At 25, Oakley knows how to seamlessly command an audience, be it a single reporter over coffee, an event hall full of screaming fans, or through the lens, as he did hosting CBS’s 2015 Grammy Awards coverage this weekend. No fancy editing needed; he’s the real deal.

Of course, that doesn’t mean Oakley shies away from good editing in his chosen medium, and stylistically, he fits into the canon of modern YouTube stardom. To watch an Oakley video, you have to adapt to the frenetic pace of his delivery, quirky pop culture observations, and personal asides where the host seamlessly drops the brand mentions that power the Oakley machine. Pressing play is like calling a best friend you’ve known for years but haven’t talked to daily and getting a quick update on their life and their opinions—but with annotations that let you click to buy products or to view those specific moments in time. Thanks to a legion of dedicated fans GIFing his videos, crafting art, and supporting his #TeamInternet philosophy, his presence extends well beyond the YouTube platform, too. Thousands use his name and likeness in their social profiles (an Oakley misspelling on Twitter has over 18,000 followers, even). Almost weekly the real Oakley is off somewhere, speaking at a college or filming videos with fellow YouTubers or participating in secret projects he cryptically tweets about but holds close to his chest.

Oakley’s life wasn’t always this grand of an adventure. In 2007 he started filming from his dorm room for an audience of no one. But in seven short years, that all changed. Oakley’s subscriber count skyrocketed in 2014, leaping from a respectable 1 million and change last January to 6 million by year’s end, cementing him as one of the most influential voices on the platform.

● **Data listing**:
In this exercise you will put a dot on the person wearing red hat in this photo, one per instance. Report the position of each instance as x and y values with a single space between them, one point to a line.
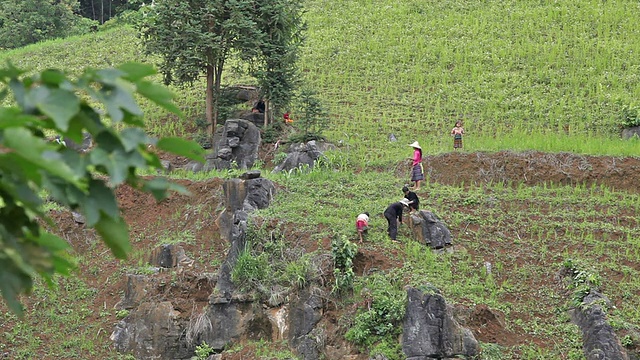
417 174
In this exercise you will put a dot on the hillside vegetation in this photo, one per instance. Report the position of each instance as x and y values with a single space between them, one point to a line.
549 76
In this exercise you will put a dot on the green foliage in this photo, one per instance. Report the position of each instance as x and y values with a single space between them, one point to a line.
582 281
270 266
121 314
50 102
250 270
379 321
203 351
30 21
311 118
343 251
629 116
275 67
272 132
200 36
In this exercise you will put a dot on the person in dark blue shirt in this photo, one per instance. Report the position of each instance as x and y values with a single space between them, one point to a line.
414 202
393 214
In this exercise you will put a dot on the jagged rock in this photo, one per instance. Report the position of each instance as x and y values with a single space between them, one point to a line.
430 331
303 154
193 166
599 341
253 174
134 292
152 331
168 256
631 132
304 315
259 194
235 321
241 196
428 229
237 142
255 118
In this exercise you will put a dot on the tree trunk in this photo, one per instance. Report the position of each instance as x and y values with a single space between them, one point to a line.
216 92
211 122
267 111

---

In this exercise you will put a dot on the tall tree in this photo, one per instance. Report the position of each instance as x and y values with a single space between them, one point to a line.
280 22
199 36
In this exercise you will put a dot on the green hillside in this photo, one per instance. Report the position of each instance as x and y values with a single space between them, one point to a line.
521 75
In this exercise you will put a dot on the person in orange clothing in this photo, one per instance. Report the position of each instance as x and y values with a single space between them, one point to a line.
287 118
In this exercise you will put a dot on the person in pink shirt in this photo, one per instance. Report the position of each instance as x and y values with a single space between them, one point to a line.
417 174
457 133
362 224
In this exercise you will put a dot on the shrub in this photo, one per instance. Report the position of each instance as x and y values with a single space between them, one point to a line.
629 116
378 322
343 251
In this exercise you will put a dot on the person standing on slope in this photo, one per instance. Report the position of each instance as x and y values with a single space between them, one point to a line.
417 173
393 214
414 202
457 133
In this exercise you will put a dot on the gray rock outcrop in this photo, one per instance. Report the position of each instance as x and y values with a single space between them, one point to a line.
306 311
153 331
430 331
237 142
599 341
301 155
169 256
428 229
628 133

* * *

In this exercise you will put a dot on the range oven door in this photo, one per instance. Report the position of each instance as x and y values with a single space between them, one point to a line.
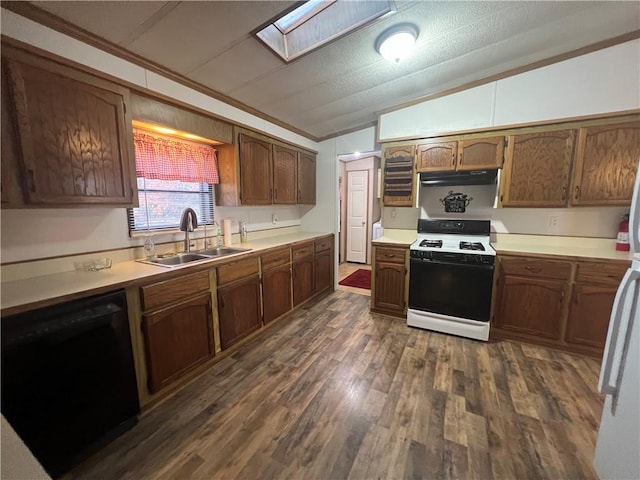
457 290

● **Problems to solve**:
[a] Reproduce the passage of the text about Oakley starting with "Oakley’s life wasn’t" and going on through "on the platform.", swapping "dorm room" for "bedroom".
[b] Translate this sentence from the text about Oakley into Spanish: "In 2007 he started filming from his dorm room for an audience of no one."
[c] According to the text about Oakley, why does his presence extend well beyond the YouTube platform?
The material above stands apart from the text about Oakley.

● **Worked solutions**:
[a]
Oakley’s life wasn’t always this grand of an adventure. In 2007 he started filming from his bedroom for an audience of no one. But in seven short years, that all changed. Oakley’s subscriber count skyrocketed in 2014, leaping from a respectable 1 million and change last January to 6 million by year’s end, cementing him as one of the most influential voices on the platform.

[b] En 2007 empezó a grabar desde su habitación de la residencia universitaria para un público inexistente.

[c] His presence reaches beyond YouTube because of a legion of dedicated fans. They make GIFs of his videos, create art and support his #TeamInternet philosophy.